● **Exercise prompt**
For the data below, tally how many lines contain "window" and answer only with that tally.

-- Data excerpts follows --

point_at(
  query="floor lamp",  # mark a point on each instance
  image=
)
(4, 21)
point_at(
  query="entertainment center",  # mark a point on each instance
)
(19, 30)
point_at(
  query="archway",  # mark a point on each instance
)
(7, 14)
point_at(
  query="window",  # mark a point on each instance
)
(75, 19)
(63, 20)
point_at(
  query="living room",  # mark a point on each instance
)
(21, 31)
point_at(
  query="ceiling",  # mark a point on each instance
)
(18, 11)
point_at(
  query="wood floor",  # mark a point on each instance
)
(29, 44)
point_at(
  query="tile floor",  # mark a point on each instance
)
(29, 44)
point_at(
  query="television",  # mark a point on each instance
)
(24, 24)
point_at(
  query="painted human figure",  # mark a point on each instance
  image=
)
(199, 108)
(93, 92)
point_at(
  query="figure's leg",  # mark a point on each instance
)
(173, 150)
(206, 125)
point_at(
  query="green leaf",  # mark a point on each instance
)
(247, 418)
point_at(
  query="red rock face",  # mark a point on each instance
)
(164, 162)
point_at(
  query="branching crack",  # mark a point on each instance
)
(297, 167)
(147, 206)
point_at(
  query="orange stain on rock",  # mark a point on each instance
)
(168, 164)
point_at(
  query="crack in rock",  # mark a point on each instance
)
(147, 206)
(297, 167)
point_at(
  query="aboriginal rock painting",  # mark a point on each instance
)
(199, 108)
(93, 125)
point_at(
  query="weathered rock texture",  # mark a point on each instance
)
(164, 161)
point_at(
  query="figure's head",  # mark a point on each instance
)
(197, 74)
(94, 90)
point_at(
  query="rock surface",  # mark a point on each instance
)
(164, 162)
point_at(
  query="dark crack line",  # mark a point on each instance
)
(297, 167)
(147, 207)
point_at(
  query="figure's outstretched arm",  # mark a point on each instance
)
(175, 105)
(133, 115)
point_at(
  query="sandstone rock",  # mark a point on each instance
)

-- Data excerpts concluded --
-- Data excerpts follows --

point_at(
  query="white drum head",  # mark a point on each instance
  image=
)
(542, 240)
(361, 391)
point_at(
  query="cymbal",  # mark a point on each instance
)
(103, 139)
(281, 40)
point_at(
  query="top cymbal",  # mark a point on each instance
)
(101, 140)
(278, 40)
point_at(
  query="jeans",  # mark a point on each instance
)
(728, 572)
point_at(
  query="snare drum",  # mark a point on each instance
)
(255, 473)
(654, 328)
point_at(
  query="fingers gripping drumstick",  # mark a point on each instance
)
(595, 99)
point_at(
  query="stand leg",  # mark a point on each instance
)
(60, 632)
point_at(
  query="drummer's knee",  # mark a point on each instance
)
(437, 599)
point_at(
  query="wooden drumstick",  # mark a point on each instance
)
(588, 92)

-- Data excerpts concluded --
-- Data excerpts follows --

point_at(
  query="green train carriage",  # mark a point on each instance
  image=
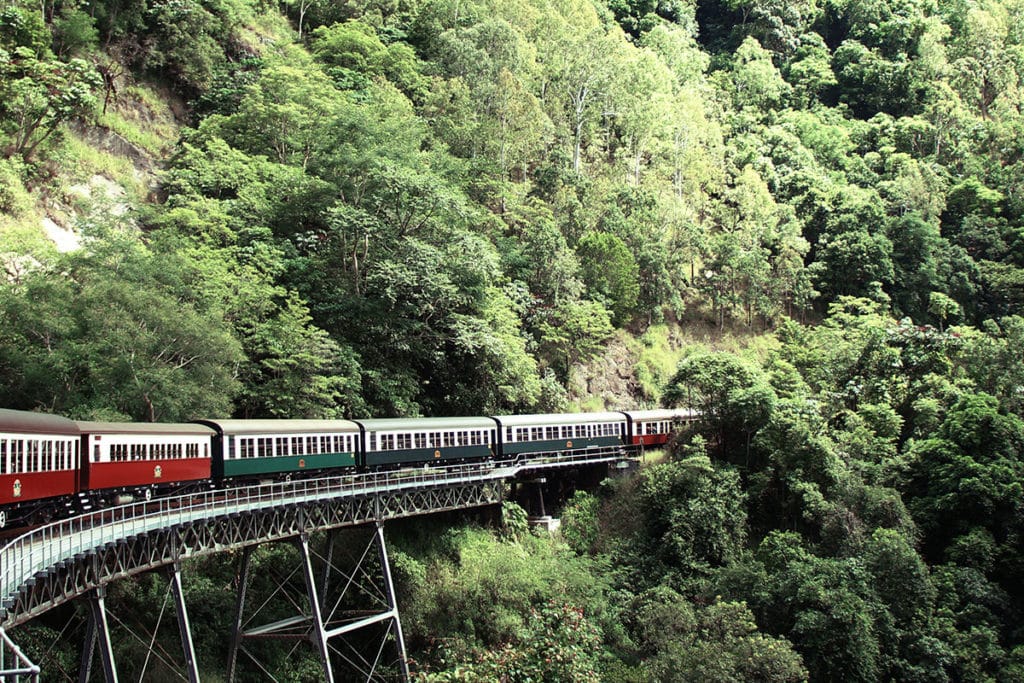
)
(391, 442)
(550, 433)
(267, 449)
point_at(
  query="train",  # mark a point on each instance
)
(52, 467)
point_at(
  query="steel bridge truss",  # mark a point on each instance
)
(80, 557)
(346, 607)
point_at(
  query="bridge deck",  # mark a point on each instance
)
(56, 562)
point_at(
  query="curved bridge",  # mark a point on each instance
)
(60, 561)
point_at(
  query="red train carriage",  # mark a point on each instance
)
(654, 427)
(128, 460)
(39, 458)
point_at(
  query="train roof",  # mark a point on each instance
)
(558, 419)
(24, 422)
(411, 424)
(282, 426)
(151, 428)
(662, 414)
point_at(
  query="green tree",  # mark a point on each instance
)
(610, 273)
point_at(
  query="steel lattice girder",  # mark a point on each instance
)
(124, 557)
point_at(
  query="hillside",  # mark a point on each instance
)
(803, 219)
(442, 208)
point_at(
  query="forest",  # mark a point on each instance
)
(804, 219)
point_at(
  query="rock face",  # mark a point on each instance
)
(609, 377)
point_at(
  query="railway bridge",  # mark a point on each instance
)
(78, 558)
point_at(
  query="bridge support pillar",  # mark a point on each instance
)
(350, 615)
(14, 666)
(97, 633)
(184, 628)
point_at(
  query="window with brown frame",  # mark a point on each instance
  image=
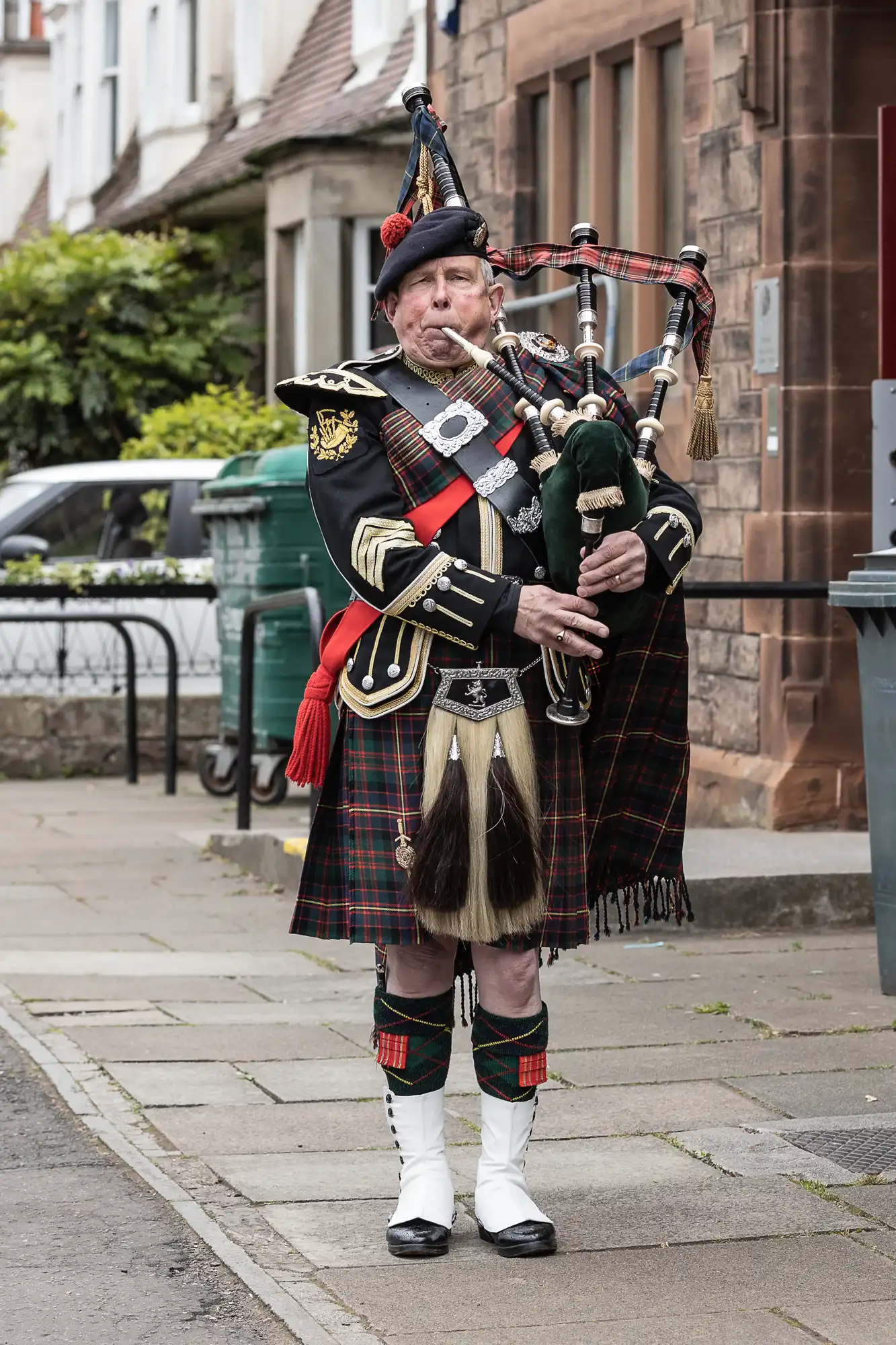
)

-- Data excerpts concluded --

● **Expected answer**
2